[Outline listing]

•••••

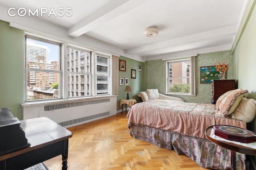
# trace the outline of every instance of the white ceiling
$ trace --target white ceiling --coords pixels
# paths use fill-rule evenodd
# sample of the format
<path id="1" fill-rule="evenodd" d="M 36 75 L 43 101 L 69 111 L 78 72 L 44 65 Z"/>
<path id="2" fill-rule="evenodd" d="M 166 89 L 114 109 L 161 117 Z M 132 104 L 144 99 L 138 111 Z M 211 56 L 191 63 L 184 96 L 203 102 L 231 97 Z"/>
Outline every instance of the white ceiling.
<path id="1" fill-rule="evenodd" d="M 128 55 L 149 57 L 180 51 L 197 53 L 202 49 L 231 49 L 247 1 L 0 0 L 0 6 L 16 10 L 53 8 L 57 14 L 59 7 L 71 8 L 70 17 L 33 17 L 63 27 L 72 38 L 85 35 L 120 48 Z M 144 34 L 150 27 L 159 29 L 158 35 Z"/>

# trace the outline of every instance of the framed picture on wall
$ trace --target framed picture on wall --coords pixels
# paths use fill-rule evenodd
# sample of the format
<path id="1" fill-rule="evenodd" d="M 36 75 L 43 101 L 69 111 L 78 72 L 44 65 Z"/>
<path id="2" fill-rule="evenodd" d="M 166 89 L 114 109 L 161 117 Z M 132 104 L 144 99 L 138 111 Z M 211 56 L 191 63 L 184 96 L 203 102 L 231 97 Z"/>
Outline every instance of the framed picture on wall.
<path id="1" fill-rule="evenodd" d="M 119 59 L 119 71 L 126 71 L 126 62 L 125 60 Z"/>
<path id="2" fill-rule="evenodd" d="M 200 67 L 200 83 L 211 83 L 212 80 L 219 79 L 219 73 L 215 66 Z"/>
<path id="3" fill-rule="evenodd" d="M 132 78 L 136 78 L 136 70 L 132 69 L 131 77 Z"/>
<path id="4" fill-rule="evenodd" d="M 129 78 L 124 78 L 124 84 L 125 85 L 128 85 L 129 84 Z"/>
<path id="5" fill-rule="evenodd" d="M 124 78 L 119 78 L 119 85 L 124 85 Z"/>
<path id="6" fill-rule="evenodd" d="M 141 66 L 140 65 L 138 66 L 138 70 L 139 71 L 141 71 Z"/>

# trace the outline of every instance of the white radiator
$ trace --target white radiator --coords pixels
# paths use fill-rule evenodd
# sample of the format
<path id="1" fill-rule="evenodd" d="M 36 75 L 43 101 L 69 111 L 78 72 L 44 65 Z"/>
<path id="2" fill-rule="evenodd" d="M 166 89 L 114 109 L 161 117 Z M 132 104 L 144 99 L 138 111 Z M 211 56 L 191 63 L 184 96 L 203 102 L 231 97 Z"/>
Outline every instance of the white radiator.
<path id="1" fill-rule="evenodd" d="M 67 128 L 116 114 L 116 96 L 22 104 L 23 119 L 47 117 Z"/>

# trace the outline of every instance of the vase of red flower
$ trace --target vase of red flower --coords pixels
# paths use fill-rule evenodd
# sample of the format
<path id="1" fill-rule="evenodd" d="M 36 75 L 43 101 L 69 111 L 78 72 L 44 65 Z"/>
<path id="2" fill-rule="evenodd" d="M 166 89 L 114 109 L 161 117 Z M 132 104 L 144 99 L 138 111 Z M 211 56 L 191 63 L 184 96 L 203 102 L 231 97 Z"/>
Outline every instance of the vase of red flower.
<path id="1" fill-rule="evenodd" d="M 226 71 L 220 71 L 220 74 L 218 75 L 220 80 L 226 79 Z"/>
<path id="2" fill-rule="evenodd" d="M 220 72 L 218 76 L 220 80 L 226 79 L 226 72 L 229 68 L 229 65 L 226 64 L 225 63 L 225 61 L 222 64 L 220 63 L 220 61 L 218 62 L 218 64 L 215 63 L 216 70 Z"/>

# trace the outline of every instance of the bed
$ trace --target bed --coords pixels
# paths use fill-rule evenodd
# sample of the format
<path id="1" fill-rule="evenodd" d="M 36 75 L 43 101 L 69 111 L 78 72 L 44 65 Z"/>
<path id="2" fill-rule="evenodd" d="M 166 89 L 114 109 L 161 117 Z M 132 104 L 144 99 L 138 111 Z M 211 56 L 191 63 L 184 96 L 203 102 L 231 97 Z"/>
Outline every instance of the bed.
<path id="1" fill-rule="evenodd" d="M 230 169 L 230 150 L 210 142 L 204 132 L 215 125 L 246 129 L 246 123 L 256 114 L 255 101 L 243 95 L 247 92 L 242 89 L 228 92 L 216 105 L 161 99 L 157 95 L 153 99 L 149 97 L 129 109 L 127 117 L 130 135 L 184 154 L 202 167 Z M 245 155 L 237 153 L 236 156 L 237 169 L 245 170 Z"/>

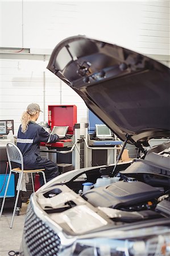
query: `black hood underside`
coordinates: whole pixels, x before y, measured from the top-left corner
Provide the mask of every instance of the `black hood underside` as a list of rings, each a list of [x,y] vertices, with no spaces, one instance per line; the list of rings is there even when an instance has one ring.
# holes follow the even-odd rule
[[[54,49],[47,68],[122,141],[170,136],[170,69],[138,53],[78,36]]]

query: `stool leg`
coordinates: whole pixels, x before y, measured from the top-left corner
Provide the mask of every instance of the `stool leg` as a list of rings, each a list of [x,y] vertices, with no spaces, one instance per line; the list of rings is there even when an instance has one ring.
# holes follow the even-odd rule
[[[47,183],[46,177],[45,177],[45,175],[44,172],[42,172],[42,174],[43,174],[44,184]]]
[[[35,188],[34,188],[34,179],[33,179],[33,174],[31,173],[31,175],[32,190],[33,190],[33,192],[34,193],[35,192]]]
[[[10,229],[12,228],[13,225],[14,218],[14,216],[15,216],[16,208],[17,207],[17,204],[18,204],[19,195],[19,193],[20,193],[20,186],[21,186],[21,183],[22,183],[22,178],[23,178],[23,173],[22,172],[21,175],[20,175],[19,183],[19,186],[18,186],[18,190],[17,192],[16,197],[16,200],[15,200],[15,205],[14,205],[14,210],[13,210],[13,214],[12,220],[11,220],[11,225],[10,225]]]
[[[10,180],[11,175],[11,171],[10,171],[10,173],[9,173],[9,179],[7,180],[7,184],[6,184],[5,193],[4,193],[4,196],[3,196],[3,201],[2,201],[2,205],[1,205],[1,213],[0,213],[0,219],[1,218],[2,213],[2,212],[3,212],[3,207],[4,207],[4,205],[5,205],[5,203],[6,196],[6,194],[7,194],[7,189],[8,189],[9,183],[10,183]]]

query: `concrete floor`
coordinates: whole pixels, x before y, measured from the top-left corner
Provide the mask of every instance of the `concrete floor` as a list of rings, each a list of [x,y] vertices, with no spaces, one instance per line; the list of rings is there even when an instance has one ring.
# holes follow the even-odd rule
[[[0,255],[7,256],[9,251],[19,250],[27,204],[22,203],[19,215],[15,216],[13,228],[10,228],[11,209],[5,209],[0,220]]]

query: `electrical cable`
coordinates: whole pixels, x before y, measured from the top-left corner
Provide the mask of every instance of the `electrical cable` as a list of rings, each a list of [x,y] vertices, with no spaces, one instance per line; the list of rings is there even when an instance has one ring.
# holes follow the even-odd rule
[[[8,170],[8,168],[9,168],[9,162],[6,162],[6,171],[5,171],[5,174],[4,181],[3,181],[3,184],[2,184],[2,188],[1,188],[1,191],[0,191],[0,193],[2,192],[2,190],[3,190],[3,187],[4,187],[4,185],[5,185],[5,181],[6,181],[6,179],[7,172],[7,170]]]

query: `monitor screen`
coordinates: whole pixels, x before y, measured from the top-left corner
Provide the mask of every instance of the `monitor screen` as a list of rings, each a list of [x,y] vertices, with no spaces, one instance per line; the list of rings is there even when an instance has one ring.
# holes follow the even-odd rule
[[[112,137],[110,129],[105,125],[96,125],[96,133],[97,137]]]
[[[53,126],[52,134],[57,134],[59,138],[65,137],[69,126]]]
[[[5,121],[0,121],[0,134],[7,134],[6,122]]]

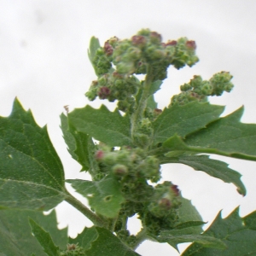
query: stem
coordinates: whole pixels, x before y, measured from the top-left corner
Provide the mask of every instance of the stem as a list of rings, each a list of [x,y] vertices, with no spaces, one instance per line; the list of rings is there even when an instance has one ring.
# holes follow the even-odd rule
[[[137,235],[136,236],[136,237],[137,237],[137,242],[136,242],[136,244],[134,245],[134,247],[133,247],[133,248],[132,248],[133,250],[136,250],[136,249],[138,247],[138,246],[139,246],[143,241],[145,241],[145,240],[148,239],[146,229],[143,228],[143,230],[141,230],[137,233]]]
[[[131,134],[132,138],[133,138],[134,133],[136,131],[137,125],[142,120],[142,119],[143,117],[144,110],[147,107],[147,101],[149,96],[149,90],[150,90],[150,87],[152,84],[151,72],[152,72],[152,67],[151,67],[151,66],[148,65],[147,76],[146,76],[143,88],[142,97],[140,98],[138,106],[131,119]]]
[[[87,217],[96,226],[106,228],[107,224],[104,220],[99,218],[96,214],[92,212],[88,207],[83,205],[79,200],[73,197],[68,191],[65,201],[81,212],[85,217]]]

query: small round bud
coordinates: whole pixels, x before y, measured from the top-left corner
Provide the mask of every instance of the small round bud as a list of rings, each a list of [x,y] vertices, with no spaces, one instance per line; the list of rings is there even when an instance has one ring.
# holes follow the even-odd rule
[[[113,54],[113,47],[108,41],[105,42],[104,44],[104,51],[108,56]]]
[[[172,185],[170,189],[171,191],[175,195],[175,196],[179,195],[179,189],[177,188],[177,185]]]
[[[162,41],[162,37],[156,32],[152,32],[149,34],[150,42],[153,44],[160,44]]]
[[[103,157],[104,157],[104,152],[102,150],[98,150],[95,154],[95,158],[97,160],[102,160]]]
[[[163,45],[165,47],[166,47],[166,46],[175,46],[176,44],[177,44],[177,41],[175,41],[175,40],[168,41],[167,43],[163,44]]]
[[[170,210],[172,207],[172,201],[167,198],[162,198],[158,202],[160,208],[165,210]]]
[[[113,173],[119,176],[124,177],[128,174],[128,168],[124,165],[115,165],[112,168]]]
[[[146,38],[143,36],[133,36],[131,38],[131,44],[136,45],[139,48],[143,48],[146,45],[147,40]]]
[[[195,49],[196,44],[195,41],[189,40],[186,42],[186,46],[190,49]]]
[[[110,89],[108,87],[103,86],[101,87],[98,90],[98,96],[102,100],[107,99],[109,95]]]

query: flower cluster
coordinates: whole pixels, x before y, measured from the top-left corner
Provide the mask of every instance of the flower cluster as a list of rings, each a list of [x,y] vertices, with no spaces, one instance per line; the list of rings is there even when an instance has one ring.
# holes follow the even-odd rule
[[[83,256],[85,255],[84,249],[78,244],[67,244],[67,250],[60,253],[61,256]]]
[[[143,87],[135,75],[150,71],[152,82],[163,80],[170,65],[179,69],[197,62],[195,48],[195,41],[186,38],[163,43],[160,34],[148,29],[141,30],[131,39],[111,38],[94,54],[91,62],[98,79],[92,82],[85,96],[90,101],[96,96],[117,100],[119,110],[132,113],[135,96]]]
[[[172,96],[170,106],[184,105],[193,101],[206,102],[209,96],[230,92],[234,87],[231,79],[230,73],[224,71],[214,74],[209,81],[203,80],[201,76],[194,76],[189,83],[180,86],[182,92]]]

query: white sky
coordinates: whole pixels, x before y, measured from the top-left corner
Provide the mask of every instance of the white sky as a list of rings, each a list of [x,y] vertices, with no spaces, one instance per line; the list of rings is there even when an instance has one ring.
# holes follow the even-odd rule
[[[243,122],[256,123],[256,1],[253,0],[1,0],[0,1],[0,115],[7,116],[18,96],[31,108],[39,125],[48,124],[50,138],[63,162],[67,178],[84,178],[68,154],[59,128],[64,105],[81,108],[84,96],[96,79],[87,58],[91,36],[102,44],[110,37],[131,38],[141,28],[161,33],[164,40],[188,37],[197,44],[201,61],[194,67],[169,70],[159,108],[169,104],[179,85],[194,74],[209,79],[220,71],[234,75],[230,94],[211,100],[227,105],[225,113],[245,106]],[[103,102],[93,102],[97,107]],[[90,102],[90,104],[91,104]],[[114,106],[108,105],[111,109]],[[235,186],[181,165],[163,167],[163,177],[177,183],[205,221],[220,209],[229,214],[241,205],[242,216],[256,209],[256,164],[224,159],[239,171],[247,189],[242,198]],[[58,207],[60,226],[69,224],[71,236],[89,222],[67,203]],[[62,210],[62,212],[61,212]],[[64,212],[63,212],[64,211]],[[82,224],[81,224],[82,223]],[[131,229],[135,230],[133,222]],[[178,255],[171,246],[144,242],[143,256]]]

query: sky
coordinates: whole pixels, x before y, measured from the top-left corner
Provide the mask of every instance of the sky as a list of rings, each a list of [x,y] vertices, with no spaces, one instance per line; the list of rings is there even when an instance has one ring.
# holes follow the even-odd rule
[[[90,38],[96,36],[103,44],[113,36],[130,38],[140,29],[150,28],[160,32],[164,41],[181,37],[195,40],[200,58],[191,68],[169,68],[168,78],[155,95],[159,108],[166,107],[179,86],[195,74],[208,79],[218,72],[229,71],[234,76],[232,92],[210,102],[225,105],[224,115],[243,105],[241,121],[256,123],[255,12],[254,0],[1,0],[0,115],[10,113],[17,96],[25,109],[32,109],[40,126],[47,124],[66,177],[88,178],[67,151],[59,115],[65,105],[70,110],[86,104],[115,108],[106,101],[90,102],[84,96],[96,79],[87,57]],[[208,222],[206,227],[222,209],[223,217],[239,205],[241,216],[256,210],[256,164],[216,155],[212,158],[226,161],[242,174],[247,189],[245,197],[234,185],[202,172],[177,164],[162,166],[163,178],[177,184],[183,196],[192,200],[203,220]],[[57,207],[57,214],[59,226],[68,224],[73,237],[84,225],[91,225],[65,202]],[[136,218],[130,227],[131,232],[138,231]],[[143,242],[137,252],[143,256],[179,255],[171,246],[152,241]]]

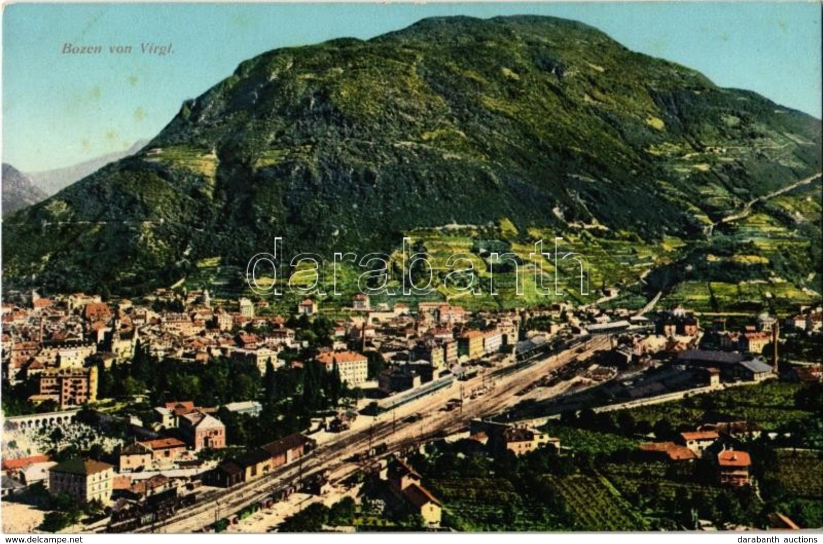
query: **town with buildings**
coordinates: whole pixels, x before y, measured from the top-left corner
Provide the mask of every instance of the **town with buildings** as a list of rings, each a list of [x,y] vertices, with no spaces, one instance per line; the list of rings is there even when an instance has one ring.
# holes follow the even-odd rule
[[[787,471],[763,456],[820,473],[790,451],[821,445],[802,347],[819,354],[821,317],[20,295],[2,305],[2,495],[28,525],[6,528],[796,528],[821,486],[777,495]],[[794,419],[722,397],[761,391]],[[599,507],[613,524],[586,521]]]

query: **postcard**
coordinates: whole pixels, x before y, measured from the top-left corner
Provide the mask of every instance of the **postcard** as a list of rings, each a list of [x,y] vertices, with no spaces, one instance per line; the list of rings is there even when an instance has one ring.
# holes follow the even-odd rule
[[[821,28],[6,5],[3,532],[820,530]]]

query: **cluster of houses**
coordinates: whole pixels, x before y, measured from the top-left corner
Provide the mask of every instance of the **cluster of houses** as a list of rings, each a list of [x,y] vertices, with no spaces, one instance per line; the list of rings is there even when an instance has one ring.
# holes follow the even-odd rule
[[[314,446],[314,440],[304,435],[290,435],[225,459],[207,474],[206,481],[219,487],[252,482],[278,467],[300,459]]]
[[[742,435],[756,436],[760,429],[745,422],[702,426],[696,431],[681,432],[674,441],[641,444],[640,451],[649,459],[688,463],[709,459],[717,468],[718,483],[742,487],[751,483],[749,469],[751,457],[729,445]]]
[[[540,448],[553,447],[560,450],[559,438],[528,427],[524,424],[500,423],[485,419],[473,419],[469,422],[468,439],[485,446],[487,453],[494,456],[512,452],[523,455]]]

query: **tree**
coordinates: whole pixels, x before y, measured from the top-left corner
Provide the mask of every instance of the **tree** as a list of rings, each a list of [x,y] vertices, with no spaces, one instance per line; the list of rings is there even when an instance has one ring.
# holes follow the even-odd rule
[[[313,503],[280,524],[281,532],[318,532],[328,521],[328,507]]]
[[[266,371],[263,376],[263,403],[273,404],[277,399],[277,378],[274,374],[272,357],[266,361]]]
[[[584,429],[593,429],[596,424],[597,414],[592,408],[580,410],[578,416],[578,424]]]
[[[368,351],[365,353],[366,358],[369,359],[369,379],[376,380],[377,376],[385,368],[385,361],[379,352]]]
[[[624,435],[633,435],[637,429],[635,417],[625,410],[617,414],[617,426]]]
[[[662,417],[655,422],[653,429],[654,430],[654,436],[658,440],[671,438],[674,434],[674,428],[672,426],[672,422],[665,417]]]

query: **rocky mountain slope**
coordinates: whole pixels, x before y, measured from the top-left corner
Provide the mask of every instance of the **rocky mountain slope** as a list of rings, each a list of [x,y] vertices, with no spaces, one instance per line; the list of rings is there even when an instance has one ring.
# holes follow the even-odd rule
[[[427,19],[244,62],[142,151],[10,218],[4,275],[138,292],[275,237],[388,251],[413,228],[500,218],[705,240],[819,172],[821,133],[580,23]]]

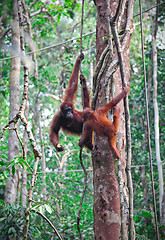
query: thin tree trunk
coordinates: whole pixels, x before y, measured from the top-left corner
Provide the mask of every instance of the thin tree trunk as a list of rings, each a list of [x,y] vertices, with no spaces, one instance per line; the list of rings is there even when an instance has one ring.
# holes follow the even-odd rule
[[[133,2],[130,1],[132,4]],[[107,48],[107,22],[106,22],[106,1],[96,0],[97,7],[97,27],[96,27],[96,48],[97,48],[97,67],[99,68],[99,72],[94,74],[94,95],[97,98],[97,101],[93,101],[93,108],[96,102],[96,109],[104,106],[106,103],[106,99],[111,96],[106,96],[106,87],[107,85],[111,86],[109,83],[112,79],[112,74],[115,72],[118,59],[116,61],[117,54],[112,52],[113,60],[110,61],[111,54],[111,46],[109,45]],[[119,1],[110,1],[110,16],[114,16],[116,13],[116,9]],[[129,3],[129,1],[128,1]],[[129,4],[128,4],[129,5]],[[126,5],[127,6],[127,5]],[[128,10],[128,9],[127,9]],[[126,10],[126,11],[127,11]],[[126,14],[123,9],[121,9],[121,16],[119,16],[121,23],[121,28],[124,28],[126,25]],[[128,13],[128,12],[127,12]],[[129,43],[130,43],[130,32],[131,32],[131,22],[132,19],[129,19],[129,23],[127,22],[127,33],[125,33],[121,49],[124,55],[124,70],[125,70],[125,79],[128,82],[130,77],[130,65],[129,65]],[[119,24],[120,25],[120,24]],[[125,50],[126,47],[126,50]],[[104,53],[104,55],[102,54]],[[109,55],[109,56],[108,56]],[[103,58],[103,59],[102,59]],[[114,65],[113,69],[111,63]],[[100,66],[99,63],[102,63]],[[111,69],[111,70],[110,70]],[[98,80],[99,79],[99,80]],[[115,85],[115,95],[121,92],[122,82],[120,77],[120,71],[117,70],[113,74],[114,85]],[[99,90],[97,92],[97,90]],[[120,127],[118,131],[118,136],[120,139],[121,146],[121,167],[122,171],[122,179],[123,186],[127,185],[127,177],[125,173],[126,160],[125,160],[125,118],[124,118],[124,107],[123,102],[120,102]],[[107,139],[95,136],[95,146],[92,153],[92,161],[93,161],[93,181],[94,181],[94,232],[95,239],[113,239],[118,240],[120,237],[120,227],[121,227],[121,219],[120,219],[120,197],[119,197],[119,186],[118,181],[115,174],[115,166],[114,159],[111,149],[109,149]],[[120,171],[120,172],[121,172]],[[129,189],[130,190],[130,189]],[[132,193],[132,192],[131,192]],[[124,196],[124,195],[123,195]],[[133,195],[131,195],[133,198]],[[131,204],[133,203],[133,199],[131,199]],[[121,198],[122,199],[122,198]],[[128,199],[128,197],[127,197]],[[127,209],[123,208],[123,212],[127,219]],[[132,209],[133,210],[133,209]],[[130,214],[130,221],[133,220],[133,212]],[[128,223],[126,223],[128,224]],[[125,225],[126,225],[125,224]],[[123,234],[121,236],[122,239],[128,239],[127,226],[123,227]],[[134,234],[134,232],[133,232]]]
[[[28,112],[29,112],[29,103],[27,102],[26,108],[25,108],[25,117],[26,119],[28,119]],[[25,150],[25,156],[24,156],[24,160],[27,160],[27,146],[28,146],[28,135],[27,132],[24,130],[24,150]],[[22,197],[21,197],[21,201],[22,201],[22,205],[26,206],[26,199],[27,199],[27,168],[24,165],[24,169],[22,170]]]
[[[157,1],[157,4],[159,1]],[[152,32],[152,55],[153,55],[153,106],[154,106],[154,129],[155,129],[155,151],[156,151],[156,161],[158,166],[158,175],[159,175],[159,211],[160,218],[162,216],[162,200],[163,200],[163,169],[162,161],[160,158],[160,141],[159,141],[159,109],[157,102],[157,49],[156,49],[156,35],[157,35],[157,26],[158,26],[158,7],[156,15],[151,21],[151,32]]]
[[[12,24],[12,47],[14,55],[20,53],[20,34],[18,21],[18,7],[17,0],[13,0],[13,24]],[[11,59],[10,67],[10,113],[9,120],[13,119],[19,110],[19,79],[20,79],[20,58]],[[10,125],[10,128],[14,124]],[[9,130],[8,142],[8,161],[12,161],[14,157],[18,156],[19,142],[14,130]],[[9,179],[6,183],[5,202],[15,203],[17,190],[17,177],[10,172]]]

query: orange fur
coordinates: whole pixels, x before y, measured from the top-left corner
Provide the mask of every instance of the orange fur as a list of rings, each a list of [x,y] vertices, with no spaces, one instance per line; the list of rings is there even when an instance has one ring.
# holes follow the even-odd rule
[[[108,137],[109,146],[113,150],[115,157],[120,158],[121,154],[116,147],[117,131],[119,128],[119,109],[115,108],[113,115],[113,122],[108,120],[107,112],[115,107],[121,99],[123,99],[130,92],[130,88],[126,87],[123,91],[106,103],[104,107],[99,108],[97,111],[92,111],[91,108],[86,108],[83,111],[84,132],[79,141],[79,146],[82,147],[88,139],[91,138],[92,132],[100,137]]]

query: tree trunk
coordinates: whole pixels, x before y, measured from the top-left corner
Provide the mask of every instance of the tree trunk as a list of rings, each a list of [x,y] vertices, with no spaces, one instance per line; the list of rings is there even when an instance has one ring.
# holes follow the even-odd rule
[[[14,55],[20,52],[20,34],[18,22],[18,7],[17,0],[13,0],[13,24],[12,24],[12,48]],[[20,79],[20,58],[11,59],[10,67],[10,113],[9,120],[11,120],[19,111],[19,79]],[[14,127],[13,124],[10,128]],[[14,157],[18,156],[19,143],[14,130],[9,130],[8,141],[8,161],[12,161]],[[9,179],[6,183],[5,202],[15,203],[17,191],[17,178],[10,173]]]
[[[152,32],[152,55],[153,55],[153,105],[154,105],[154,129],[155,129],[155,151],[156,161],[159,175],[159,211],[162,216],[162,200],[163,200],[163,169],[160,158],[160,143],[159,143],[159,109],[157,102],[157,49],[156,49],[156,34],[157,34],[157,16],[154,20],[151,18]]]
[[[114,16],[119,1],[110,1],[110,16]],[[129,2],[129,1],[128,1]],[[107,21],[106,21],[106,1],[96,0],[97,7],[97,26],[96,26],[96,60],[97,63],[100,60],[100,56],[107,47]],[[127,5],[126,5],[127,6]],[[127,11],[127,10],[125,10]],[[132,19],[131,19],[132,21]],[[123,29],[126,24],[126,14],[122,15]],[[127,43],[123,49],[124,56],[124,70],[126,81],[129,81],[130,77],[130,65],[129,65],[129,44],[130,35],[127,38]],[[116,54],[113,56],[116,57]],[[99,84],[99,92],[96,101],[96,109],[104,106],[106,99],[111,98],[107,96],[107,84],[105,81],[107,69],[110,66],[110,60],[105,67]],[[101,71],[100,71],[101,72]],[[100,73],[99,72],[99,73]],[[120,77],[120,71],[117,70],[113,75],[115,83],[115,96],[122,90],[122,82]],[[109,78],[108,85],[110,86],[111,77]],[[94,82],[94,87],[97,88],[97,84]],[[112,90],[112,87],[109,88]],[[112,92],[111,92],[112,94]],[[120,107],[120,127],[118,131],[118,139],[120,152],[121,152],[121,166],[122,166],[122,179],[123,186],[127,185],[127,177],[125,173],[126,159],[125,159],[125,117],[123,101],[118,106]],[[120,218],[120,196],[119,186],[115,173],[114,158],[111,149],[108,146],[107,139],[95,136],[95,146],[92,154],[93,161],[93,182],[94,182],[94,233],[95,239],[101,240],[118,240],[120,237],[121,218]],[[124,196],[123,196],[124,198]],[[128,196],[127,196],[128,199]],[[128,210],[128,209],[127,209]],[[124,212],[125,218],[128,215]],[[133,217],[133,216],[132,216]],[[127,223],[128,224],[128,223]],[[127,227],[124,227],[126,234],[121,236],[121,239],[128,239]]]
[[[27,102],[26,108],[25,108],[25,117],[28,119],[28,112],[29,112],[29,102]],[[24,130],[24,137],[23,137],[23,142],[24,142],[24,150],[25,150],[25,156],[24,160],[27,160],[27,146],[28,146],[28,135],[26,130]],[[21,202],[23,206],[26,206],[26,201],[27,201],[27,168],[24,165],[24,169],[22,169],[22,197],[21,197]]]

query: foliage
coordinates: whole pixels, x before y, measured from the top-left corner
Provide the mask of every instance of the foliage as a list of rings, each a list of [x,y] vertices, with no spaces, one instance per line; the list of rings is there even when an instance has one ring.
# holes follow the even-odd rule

•••••

# [Stated task]
List every line of the outline listing that contains the string "postcard", matching case exactly.

# [Task output]
query: **postcard**
Provide the mask of every instance of the **postcard** as a list of rings, each a list of [x,y] vertices, with no spaces, one instance per line; the list of rings is there even when an instance has one ring.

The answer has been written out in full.